[EXERCISE]: Each line with the word "block" must appear in the answer, copied from the records.

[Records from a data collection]
"""
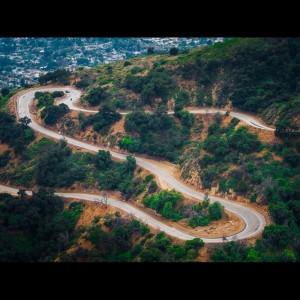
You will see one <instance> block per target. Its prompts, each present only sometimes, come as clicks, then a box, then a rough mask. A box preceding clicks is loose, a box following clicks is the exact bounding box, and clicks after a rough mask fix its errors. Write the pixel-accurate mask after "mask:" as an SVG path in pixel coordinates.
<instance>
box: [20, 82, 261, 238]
mask: <svg viewBox="0 0 300 300" xmlns="http://www.w3.org/2000/svg"><path fill="white" fill-rule="evenodd" d="M66 89H68V90H69V91H70V96H69V97H70V98H72V100H76V99H77V98H75V97H79V96H80V92H79V91H77V90H75V89H71V88H41V89H39V90H38V91H40V92H46V91H59V90H62V91H65V90H66ZM36 91H37V90H35V91H29V92H28V93H25V94H23V95H22V96H20V97H18V98H17V113H18V116H19V117H20V118H22V117H28V118H30V119H31V123H30V124H29V126H30V127H31V128H32V129H34V130H36V131H38V132H40V133H42V134H44V135H47V136H49V137H52V138H55V139H62V138H65V139H66V141H67V142H68V143H69V144H71V145H74V146H77V147H80V148H83V149H87V150H89V151H93V152H98V151H99V150H107V151H110V153H111V155H112V156H113V157H115V158H118V159H120V160H125V159H126V155H124V154H121V153H118V152H115V151H112V150H110V149H107V148H103V147H96V146H94V145H90V144H87V143H84V142H81V141H79V140H76V139H74V138H70V137H66V136H63V135H61V134H59V133H56V132H53V131H51V130H49V129H46V128H44V127H42V126H40V125H39V124H37V123H36V122H35V121H34V120H33V119H32V118H31V115H30V111H29V107H30V105H31V103H32V101H33V99H34V94H35V92H36ZM134 157H135V158H136V162H137V164H138V165H139V166H141V167H142V168H144V169H146V170H148V171H150V172H151V173H153V174H155V175H156V176H158V177H159V178H160V179H162V180H163V181H165V182H166V183H167V184H169V185H170V186H172V187H173V188H174V189H175V190H177V191H179V192H181V193H183V194H185V195H188V196H191V197H194V198H196V199H198V200H203V198H204V193H202V192H199V191H196V190H193V189H191V188H189V187H187V186H186V185H184V184H183V183H181V182H180V181H178V180H177V179H175V178H174V177H173V176H171V175H170V174H168V173H167V172H165V171H164V170H162V169H161V168H159V167H157V166H156V165H154V164H152V163H150V162H149V161H146V160H145V159H143V158H140V157H138V156H134ZM95 197H97V196H96V195H95ZM210 199H211V202H215V201H219V202H220V203H221V204H222V205H224V207H225V209H226V210H228V211H231V212H232V213H235V214H236V215H238V216H239V217H240V218H241V219H242V220H243V221H244V223H245V227H244V229H243V230H242V231H241V232H239V233H238V234H236V235H235V236H234V239H245V238H250V237H253V236H255V235H257V234H259V233H260V232H262V230H263V228H264V227H265V225H266V223H265V219H264V217H263V216H262V215H261V214H260V213H258V212H257V211H255V210H254V209H252V208H249V207H245V206H243V205H242V204H237V203H233V202H231V201H229V200H225V199H222V198H219V197H215V196H210ZM179 238H180V237H179ZM205 240H206V242H209V243H219V242H223V238H212V239H208V238H207V239H205ZM227 240H228V241H230V240H232V237H228V238H227Z"/></svg>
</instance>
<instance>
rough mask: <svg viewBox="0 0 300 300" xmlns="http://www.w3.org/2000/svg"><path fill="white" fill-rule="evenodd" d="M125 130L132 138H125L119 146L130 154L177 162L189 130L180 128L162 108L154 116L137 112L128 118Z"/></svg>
mask: <svg viewBox="0 0 300 300" xmlns="http://www.w3.org/2000/svg"><path fill="white" fill-rule="evenodd" d="M125 130H126V132H128V133H131V134H132V137H124V138H123V139H122V140H121V141H120V143H119V145H120V147H121V148H124V149H126V150H128V151H129V152H137V153H146V154H150V155H154V156H159V157H163V158H167V159H169V160H172V161H174V160H176V159H177V157H178V156H179V154H180V153H181V152H182V149H183V146H184V144H185V141H186V140H187V139H188V137H189V130H188V128H187V127H185V126H182V127H180V126H178V125H176V124H175V122H174V119H173V118H172V117H170V116H168V115H167V112H166V110H165V109H163V108H162V107H159V108H158V109H157V111H156V112H155V113H154V114H149V113H145V112H143V111H136V112H133V113H131V114H129V115H127V116H126V119H125Z"/></svg>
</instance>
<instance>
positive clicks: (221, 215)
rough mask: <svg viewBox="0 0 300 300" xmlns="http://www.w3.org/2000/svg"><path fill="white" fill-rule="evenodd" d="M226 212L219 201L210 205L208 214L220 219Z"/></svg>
mask: <svg viewBox="0 0 300 300" xmlns="http://www.w3.org/2000/svg"><path fill="white" fill-rule="evenodd" d="M223 213H224V207H223V206H222V205H221V204H220V203H219V202H214V203H213V204H211V205H210V206H209V207H208V214H209V217H210V219H211V220H220V219H221V218H222V216H223Z"/></svg>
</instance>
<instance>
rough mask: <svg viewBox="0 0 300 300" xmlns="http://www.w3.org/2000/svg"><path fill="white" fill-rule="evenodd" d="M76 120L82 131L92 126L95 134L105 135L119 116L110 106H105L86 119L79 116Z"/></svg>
mask: <svg viewBox="0 0 300 300" xmlns="http://www.w3.org/2000/svg"><path fill="white" fill-rule="evenodd" d="M78 119H79V124H80V128H81V129H82V130H84V129H86V127H87V126H89V125H93V129H94V130H95V131H96V132H98V133H100V134H106V133H107V132H108V130H109V128H110V127H111V125H112V124H114V123H116V122H117V121H119V120H120V119H121V114H119V113H117V112H116V111H115V110H114V109H113V108H112V107H111V106H110V105H107V104H105V105H103V106H102V108H100V109H99V112H98V113H96V114H94V115H91V116H88V117H86V116H85V115H84V114H79V116H78Z"/></svg>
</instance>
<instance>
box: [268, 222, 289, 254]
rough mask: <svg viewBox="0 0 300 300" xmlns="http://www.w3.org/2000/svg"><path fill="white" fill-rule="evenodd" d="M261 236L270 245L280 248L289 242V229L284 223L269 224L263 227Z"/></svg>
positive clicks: (272, 246) (274, 246) (281, 247)
mask: <svg viewBox="0 0 300 300" xmlns="http://www.w3.org/2000/svg"><path fill="white" fill-rule="evenodd" d="M263 238H264V239H265V240H266V241H267V242H268V243H269V244H270V246H272V247H274V248H278V249H282V248H285V247H286V246H287V245H288V244H289V243H290V230H289V228H288V227H287V226H286V225H277V224H271V225H269V226H266V227H265V230H264V232H263Z"/></svg>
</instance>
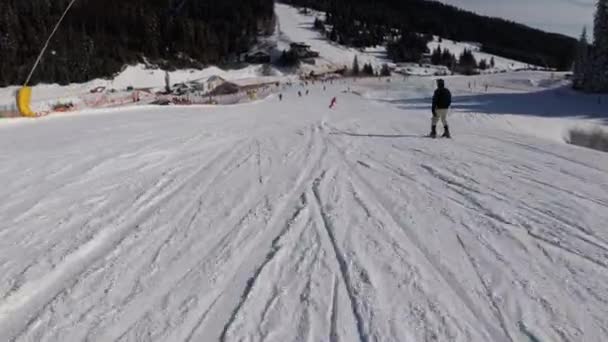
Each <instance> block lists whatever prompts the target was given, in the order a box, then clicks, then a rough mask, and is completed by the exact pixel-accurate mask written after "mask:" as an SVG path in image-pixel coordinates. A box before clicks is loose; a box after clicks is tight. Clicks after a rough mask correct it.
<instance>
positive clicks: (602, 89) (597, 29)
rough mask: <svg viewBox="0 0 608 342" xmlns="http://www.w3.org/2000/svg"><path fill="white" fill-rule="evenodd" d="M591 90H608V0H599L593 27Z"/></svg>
mask: <svg viewBox="0 0 608 342" xmlns="http://www.w3.org/2000/svg"><path fill="white" fill-rule="evenodd" d="M593 38H594V39H593V41H594V46H593V62H592V63H593V66H592V67H591V75H590V77H591V81H590V82H591V86H590V88H591V90H593V91H598V92H604V91H608V0H599V1H598V2H597V10H596V13H595V22H594V29H593Z"/></svg>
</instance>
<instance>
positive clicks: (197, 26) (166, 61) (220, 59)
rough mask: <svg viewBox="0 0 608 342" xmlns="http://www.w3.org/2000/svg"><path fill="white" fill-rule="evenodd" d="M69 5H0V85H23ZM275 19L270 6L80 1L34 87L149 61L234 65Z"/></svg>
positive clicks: (46, 4)
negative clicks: (42, 84) (257, 37)
mask: <svg viewBox="0 0 608 342" xmlns="http://www.w3.org/2000/svg"><path fill="white" fill-rule="evenodd" d="M68 2H69V1H68V0H28V1H23V0H2V1H0V85H10V84H19V83H22V82H23V81H24V80H25V78H26V76H27V73H28V72H29V69H30V68H31V66H32V65H33V63H34V60H35V58H36V56H37V54H38V52H39V50H40V48H41V47H42V45H43V43H44V40H45V39H46V37H47V36H48V35H49V34H50V31H51V29H52V28H53V26H54V24H55V23H56V21H57V20H58V18H59V17H60V15H61V13H62V12H63V10H64V9H65V8H66V6H67V4H68ZM273 20H274V11H273V1H272V0H222V1H207V0H185V1H184V0H176V1H171V0H79V1H77V2H76V4H75V5H74V7H73V8H72V10H71V11H70V13H69V14H68V16H67V17H66V19H65V21H64V23H63V25H62V26H61V28H60V30H59V31H58V32H57V35H56V36H55V38H54V39H53V40H52V42H51V44H50V46H49V50H48V51H47V53H46V55H45V57H44V59H43V60H42V64H41V65H40V67H39V68H38V70H37V71H36V73H35V74H34V77H33V79H32V81H33V83H38V82H58V83H62V84H65V83H69V82H83V81H87V80H90V79H92V78H96V77H107V76H111V75H112V74H114V73H116V72H118V71H120V69H121V68H122V67H123V66H124V65H125V64H128V63H134V62H138V61H142V60H143V58H144V57H145V58H147V59H148V60H150V61H152V62H155V63H167V66H168V67H176V66H197V65H198V66H200V65H204V64H208V63H225V62H230V61H234V60H236V58H237V56H238V54H239V53H242V52H244V51H246V50H247V49H248V48H249V47H250V46H251V45H252V44H253V43H254V42H255V39H256V37H257V35H258V34H259V33H261V32H264V31H266V32H268V31H269V30H271V29H272V27H273Z"/></svg>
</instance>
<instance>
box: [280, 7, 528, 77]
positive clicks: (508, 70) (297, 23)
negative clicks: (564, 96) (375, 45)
mask: <svg viewBox="0 0 608 342" xmlns="http://www.w3.org/2000/svg"><path fill="white" fill-rule="evenodd" d="M276 13H277V16H278V18H279V19H280V25H279V26H278V29H279V30H278V32H277V33H276V37H275V38H276V40H277V42H278V44H277V45H278V46H277V47H278V49H279V50H286V49H289V44H290V43H292V42H297V43H299V42H305V43H307V44H309V45H310V46H311V49H312V50H314V51H318V52H320V54H321V59H320V60H319V61H317V65H316V68H317V69H320V70H321V71H322V70H323V69H324V68H326V69H327V68H329V69H331V68H334V69H335V68H342V67H344V66H347V67H349V68H350V67H351V66H352V63H353V59H354V58H355V56H357V57H358V59H359V63H361V65H362V64H364V63H371V64H372V65H373V66H374V67H376V68H379V67H380V66H381V65H382V64H384V63H389V64H390V63H391V61H390V60H389V59H388V58H387V56H386V48H385V47H383V46H379V47H375V48H366V49H355V48H348V47H344V46H341V45H339V44H336V43H333V42H331V41H328V40H327V39H325V37H323V35H322V34H321V33H320V32H318V31H315V30H314V20H315V18H316V17H321V18H322V17H323V15H322V14H321V13H316V12H314V11H313V12H311V13H310V14H302V13H301V12H300V11H299V10H298V9H296V8H294V7H292V6H289V5H285V4H277V5H276ZM439 46H440V47H441V48H442V49H448V50H450V52H451V53H453V54H455V55H456V56H458V55H460V54H461V53H462V52H463V51H464V50H465V49H468V50H471V51H472V52H473V54H474V55H475V57H476V58H477V60H482V59H486V60H487V62H489V61H490V59H491V58H492V57H494V59H495V68H492V69H489V70H487V72H501V71H511V70H521V69H526V68H529V67H530V66H529V65H528V64H526V63H522V62H518V61H515V60H511V59H508V58H504V57H500V56H495V55H492V54H487V53H484V52H481V51H480V46H479V44H475V43H466V42H454V41H451V40H449V39H442V41H441V42H439V37H435V39H434V41H432V42H430V43H429V44H428V47H429V50H430V51H431V52H432V51H433V50H434V49H436V48H437V47H439ZM308 68H311V69H315V67H310V66H309V67H308ZM410 69H412V70H411V71H410V72H411V73H414V74H419V75H427V74H431V75H432V74H433V73H434V72H435V71H436V70H435V69H436V67H434V66H431V65H426V66H424V67H419V66H418V65H417V64H411V68H410Z"/></svg>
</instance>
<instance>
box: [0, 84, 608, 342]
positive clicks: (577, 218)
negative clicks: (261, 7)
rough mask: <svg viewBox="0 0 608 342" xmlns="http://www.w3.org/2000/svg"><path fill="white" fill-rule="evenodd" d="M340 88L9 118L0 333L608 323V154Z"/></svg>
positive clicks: (341, 85) (64, 339)
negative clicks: (430, 133)
mask: <svg viewBox="0 0 608 342" xmlns="http://www.w3.org/2000/svg"><path fill="white" fill-rule="evenodd" d="M520 75H521V76H520ZM528 76H529V75H525V74H515V75H512V76H511V77H512V78H517V77H528ZM497 77H498V76H497ZM502 77H506V76H502ZM463 80H465V81H462V80H461V79H460V78H452V79H449V80H448V85H450V86H452V87H453V90H454V91H455V93H457V94H458V95H457V96H456V101H457V104H458V103H461V104H463V105H466V103H468V102H467V101H469V100H470V98H469V97H467V95H465V94H466V92H467V91H468V89H466V88H465V87H464V86H462V85H461V83H463V82H466V80H468V79H466V78H463ZM522 83H523V82H522ZM327 87H328V88H327V90H326V91H323V89H322V85H320V84H317V85H315V86H311V87H310V91H311V94H310V95H309V96H304V97H302V98H299V97H298V96H297V95H296V92H297V90H299V88H295V87H294V88H292V89H289V90H286V91H285V92H284V100H283V101H282V102H280V101H279V100H278V99H277V98H269V99H267V100H265V101H262V102H258V103H253V104H247V105H237V106H228V107H158V108H154V107H137V108H132V109H128V110H122V111H121V110H115V111H107V112H104V111H98V112H90V113H77V114H70V115H66V116H52V117H47V118H43V119H40V120H36V121H23V120H17V121H13V120H6V121H3V122H5V123H9V124H0V146H1V147H0V198H2V201H0V339H1V340H15V341H82V340H94V341H189V340H190V341H218V340H219V341H422V340H437V341H560V340H569V341H603V340H606V339H607V338H608V319H607V317H608V305H607V303H608V229H607V228H606V222H608V210H607V207H608V155H607V154H605V153H601V152H597V151H593V150H588V149H583V148H578V147H573V146H569V145H566V144H564V143H560V142H556V141H553V140H548V139H544V138H538V137H535V136H532V135H529V134H526V133H522V132H520V131H519V130H518V129H514V128H513V127H514V126H513V122H516V123H517V122H518V121H517V120H516V119H515V118H516V117H519V116H505V115H501V114H493V115H488V114H482V113H477V112H475V111H473V110H472V109H467V108H466V107H458V109H457V111H458V112H457V113H454V114H452V115H451V117H450V121H451V124H452V130H453V133H454V135H455V139H453V140H441V139H439V140H432V139H429V138H424V137H423V135H424V134H425V133H427V131H428V129H429V127H428V124H429V121H430V120H429V118H430V116H429V114H428V109H426V108H424V109H423V108H421V107H420V106H421V103H422V102H423V101H422V100H419V99H421V98H423V97H424V96H427V95H428V94H429V92H430V91H431V90H432V89H431V83H430V80H429V79H418V80H416V79H409V80H408V81H406V82H404V83H399V81H398V80H397V79H395V80H394V81H393V82H392V83H391V84H390V85H389V84H387V83H386V82H384V81H383V82H379V81H371V80H368V81H358V82H356V83H348V84H342V83H334V84H333V85H327ZM348 87H351V88H352V89H353V90H354V91H357V92H359V93H362V95H363V96H358V95H355V94H346V93H342V91H343V90H344V89H346V88H348ZM397 90H399V91H400V92H401V93H400V95H399V96H400V98H401V99H402V101H399V102H397V101H395V100H388V99H387V96H388V97H391V95H396V94H397ZM495 91H498V90H496V89H495ZM382 94H384V95H383V96H381V95H382ZM513 94H515V95H517V94H523V93H513ZM333 96H338V106H337V107H336V109H335V110H329V109H328V105H329V100H330V98H331V97H333ZM468 96H477V97H475V98H476V99H477V103H484V99H485V97H484V96H492V94H489V95H479V94H478V95H468ZM531 96H532V95H531ZM539 96H542V95H539ZM370 98H371V99H370ZM551 98H553V99H557V98H558V97H557V96H553V97H550V98H549V99H551ZM566 98H567V97H566ZM378 99H381V100H378ZM463 101H464V102H463ZM548 101H550V100H546V102H545V103H546V104H548V105H550V104H551V103H550V102H548ZM555 101H557V100H555ZM531 103H533V102H531ZM590 108H596V107H590ZM598 108H599V109H595V110H596V111H602V110H604V111H605V109H606V107H605V106H604V107H598ZM590 110H591V109H590ZM604 113H605V112H604ZM600 114H601V113H600ZM535 119H536V120H538V121H536V125H537V126H539V123H542V120H550V119H537V118H535V117H534V116H527V117H526V120H530V122H534V121H533V120H535ZM561 120H562V121H566V120H571V121H577V120H579V119H576V120H575V119H567V118H564V119H561ZM515 127H516V126H515ZM539 129H540V128H539Z"/></svg>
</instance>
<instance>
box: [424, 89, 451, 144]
mask: <svg viewBox="0 0 608 342" xmlns="http://www.w3.org/2000/svg"><path fill="white" fill-rule="evenodd" d="M451 105H452V93H450V91H449V90H448V88H446V87H445V81H444V80H442V79H438V80H437V89H436V90H435V94H434V95H433V107H432V111H433V119H432V120H431V134H429V136H430V137H431V138H435V137H437V122H439V120H441V123H442V124H443V135H442V137H444V138H450V137H451V135H450V128H449V127H448V120H447V117H448V112H449V111H450V106H451Z"/></svg>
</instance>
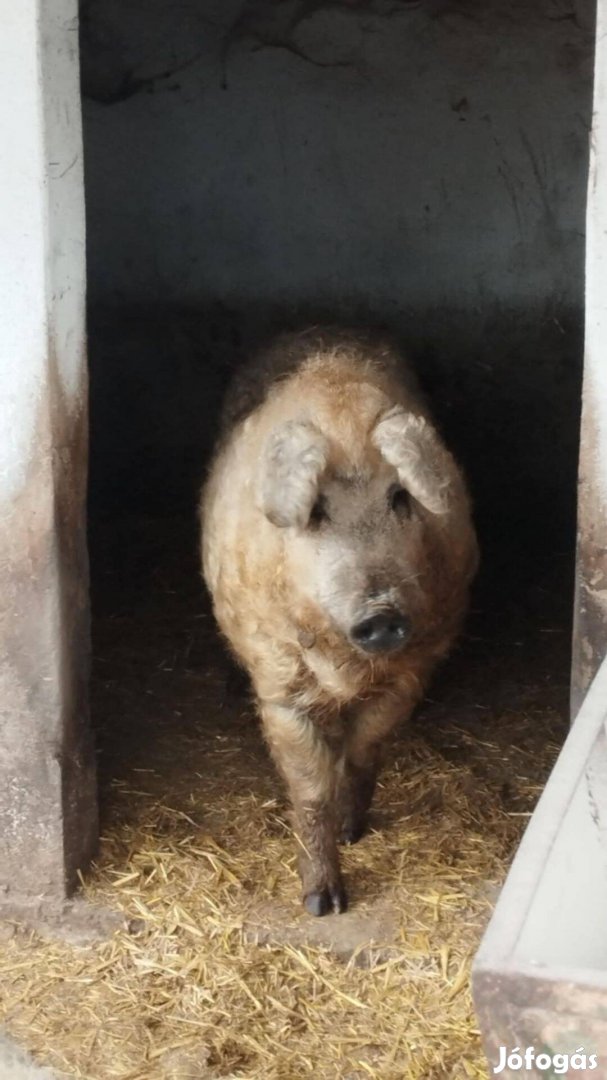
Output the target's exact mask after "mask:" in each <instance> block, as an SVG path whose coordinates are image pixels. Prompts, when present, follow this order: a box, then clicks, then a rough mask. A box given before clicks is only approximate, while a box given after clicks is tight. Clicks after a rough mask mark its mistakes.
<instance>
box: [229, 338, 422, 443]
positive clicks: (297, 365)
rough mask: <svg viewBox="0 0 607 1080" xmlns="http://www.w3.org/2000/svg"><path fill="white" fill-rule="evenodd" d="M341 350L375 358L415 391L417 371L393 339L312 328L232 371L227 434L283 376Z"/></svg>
mask: <svg viewBox="0 0 607 1080" xmlns="http://www.w3.org/2000/svg"><path fill="white" fill-rule="evenodd" d="M336 350H339V351H342V352H343V353H347V354H349V355H351V357H352V362H353V363H354V362H361V361H373V365H374V367H376V368H377V369H378V370H381V372H382V373H383V374H385V375H388V376H389V377H390V378H391V379H393V380H394V381H395V382H399V383H400V384H401V386H404V387H405V388H406V389H407V390H409V391H410V392H412V393H413V394H415V395H416V396H417V395H418V394H419V388H418V384H417V380H416V378H415V375H414V373H413V370H412V369H410V367H409V366H408V364H407V363H406V362H405V360H404V359H403V357H402V355H401V354H400V351H399V349H397V348H396V347H395V346H394V343H393V342H392V341H390V340H388V339H387V338H386V337H383V336H380V335H377V334H374V333H372V332H367V333H365V332H360V330H349V329H342V328H335V327H316V326H313V327H310V328H308V329H306V330H302V332H299V333H291V334H282V335H281V336H280V337H278V338H275V339H274V340H273V341H272V342H271V345H269V346H267V347H265V348H261V349H259V350H257V352H255V353H254V355H253V356H252V357H251V359H249V360H248V361H246V362H245V363H244V364H243V365H242V367H241V368H240V370H238V372H237V374H235V375H234V377H233V379H232V381H231V383H230V387H229V389H228V393H227V395H226V399H225V403H224V411H222V417H221V430H222V432H224V434H227V432H229V431H231V430H232V429H233V428H234V426H235V424H238V423H240V421H241V420H244V419H245V418H246V417H247V416H249V415H251V413H253V411H255V409H256V408H258V407H259V406H260V405H261V404H262V403H264V401H265V400H266V397H267V396H268V393H269V392H270V390H271V389H272V387H274V386H275V384H276V383H278V382H279V381H281V380H284V379H288V377H289V376H293V375H295V373H296V372H297V370H298V369H299V368H300V367H301V366H302V365H304V364H306V363H308V362H310V361H311V360H312V359H313V357H322V356H323V355H326V356H329V355H332V354H334V353H335V352H336Z"/></svg>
"""
[TASK RESPONSE]:
You will see one <instance> block per target. Its prompts, each present only sometimes, come as clicks, then a box, then a rough mask. A box preceding clicks is loose, a box following clicks is the exact bounding box, and clicks after a rough mask fix its errors. Write the pixel-accurate mask after "mask:" as an SVG path in pixel coordinates.
Each <instance> block lists whatever prompts the target was given, in the order a box, then clicks, then a rough mask, and is completed by the exact pixel-accurate mask written after "mask:" as an SVG path in image-pixel coordinates. A box before clicks is loose; a box after clicks is tight. Clicks after a rough mask correct it.
Output the target's exact mask after "mask:" in each <instance> block, as an SVG path whose coordinates are image pixels. Prompts, when present, follow this order: a box, then clicks, then a rough mask. A box given before clicks is only approximate, while a box given after clicks is tight. Clicks after a rough mask mark its mistakes.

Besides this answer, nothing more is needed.